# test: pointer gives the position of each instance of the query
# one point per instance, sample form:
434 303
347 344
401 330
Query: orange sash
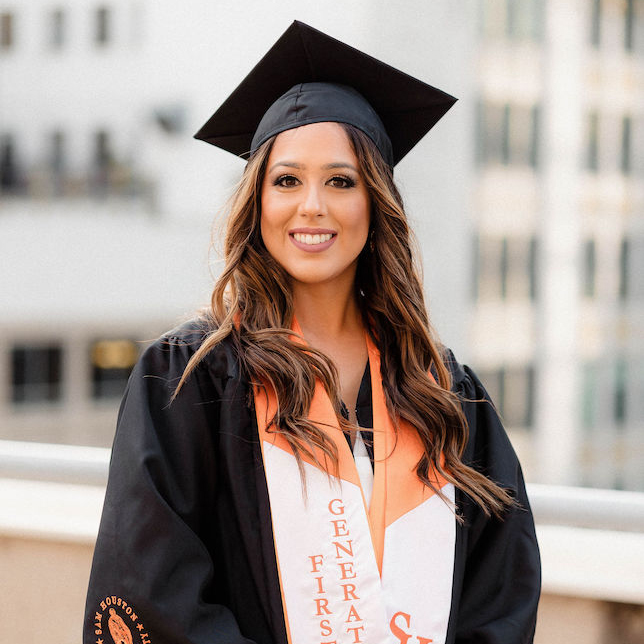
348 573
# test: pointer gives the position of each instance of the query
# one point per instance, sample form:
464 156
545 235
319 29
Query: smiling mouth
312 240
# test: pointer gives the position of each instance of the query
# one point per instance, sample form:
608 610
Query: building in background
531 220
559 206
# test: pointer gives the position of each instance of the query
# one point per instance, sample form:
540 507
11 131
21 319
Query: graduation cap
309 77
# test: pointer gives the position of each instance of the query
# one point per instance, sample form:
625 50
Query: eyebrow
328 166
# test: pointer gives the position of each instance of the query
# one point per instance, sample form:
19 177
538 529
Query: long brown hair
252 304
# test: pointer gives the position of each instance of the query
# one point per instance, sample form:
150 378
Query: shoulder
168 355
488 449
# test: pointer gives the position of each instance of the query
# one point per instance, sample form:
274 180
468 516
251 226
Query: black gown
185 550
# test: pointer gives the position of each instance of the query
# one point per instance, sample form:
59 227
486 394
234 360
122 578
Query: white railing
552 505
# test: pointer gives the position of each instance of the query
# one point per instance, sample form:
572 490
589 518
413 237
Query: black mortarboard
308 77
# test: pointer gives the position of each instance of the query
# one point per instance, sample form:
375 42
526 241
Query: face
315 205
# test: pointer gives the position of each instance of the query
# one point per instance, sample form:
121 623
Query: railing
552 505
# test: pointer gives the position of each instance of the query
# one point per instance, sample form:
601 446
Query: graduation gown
+---+
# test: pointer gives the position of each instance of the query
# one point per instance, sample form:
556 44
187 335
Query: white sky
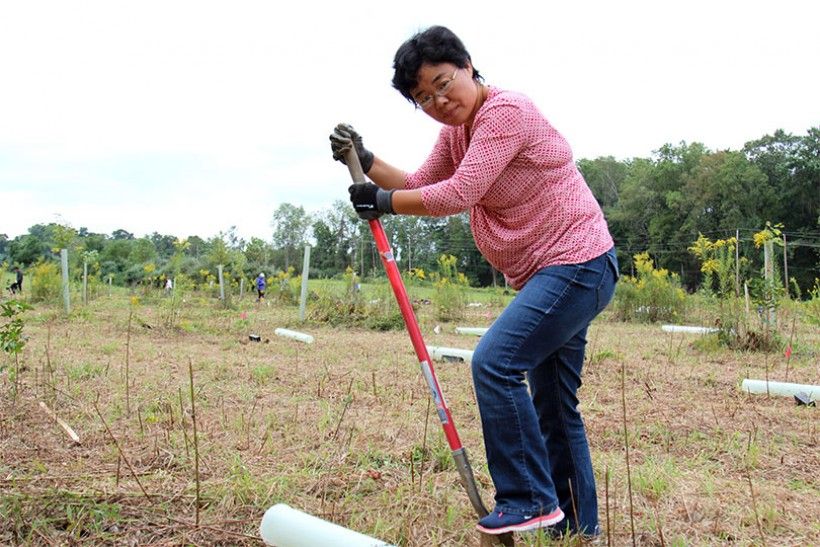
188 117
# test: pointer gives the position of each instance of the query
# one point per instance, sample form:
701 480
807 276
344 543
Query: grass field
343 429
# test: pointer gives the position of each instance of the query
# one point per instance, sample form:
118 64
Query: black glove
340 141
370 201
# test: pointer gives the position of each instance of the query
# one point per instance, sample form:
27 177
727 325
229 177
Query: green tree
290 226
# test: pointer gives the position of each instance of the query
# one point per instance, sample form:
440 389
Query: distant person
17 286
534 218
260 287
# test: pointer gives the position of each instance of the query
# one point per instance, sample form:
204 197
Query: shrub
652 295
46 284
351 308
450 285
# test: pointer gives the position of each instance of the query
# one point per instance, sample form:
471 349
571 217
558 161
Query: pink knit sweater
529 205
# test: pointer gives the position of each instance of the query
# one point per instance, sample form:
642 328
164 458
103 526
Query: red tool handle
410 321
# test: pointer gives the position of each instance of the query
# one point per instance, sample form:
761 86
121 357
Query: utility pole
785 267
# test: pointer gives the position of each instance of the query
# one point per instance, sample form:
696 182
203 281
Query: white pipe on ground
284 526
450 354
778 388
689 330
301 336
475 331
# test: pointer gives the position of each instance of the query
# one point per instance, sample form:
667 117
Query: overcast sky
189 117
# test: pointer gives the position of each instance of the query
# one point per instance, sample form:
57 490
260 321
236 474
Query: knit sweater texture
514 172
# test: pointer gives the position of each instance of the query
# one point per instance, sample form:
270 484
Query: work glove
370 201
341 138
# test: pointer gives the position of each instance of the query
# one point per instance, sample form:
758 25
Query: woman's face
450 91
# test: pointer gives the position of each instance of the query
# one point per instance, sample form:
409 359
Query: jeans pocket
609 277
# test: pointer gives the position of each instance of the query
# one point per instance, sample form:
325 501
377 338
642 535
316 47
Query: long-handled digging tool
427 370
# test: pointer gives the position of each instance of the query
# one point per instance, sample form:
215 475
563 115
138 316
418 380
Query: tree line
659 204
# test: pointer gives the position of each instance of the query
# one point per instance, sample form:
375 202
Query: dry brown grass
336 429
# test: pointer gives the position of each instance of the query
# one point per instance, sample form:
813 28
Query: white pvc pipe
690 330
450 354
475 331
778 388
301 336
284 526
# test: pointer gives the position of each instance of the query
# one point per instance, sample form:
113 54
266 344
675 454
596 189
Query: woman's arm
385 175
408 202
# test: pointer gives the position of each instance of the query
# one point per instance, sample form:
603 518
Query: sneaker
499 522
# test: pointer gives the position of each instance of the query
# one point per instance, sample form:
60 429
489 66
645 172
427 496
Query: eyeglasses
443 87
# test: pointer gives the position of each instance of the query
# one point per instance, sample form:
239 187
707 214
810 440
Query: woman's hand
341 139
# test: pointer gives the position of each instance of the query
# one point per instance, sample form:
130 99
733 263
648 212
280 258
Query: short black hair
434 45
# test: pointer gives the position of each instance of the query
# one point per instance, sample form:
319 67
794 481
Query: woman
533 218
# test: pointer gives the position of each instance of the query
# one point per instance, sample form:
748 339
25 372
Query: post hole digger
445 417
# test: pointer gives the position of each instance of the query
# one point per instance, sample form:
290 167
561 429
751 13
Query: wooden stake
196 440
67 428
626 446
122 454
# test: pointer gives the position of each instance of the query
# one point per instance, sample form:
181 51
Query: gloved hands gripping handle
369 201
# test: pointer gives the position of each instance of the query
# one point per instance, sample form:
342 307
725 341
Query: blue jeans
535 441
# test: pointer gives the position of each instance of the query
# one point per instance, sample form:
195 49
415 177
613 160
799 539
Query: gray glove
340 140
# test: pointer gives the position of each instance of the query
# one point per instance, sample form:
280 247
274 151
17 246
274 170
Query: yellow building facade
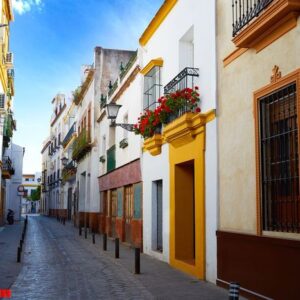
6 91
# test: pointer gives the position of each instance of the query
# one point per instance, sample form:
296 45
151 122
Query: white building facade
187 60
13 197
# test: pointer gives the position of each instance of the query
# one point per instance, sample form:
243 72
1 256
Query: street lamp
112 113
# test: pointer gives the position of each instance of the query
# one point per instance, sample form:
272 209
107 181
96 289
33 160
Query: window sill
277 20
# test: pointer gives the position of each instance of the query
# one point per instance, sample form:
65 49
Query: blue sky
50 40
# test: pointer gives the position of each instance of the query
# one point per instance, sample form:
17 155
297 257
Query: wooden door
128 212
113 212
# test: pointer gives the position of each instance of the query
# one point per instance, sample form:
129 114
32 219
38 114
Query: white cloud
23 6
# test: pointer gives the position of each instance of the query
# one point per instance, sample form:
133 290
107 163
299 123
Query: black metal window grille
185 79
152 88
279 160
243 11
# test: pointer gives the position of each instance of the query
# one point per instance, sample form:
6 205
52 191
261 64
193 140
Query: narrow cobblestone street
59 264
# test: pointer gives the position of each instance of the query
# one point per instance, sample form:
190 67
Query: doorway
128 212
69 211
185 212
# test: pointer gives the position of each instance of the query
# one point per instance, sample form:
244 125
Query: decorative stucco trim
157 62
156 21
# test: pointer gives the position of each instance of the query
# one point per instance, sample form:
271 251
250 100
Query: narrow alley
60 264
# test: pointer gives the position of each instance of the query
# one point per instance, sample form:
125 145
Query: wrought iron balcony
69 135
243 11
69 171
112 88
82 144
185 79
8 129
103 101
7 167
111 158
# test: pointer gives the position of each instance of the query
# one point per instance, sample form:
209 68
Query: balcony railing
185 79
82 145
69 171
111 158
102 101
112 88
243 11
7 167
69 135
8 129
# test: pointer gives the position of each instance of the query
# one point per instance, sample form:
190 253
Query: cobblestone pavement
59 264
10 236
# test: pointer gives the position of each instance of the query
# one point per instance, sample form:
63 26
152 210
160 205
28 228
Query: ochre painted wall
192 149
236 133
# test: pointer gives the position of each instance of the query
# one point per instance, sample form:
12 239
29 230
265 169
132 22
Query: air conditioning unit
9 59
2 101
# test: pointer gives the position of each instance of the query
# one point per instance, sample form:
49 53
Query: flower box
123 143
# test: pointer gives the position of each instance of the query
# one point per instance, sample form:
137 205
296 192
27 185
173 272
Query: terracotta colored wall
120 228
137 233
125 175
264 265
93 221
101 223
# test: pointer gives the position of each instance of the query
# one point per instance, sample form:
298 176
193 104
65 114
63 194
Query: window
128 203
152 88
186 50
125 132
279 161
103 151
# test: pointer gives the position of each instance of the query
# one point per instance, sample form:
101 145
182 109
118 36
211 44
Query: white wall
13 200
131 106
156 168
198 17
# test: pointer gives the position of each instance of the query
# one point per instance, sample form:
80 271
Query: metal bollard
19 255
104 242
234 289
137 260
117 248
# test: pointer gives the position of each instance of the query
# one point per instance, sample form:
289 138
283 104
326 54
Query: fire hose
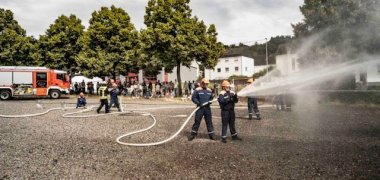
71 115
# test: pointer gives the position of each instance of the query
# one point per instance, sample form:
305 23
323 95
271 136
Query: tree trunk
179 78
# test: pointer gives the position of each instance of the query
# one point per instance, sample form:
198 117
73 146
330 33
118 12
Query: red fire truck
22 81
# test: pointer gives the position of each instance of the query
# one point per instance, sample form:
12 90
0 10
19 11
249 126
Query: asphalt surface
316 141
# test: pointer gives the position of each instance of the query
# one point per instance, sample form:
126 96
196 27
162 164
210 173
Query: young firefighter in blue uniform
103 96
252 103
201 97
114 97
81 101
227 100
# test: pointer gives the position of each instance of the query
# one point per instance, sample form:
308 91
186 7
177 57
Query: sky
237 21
+---+
Within the listing above, give again exactly every line from the line with "Query: building in background" through the line with "Query: graduation gown", both included, and no other line.

Query: building in background
531 220
559 206
# test: pointer gives the position of each instance of the query
# one point per instance, sample form:
540 507
11 131
21 319
Query: graduation cap
309 77
# test: pointer gives the position of each instance of the query
# one point per instance, sample form:
625 50
Query: eyebrow
328 166
# test: pointer gives the position of each instance of the query
# one point per instance, sample form:
19 177
538 529
Query: long brown hair
252 304
# test: pointer gives the position of each instance of the query
# one point per instance, sample form:
150 378
Query: shoulder
168 355
488 449
# test: pointer gives the position of each instance of the query
# one point per instance, sample form:
274 180
468 516
251 226
Query: black gown
185 550
# test: pointer gives the position of each instance of the query
# one point per instance, sample form:
59 227
486 394
234 360
122 578
Query: white railing
552 505
# test: pointer gives the position of each instance of the query
# one point per instance, sample form:
572 490
589 518
413 237
Query: black mortarboard
308 77
# test: pointer gives the position of each instance of the query
# one point per instance, sample form:
375 42
526 241
Query: face
315 205
# test: pointer gives the position of each instance of the query
# one point per instance, sample form:
121 623
Query: railing
552 505
# test: pointer gives the position of each instance of the query
# one point per instance, sample form:
601 446
Query: graduation gown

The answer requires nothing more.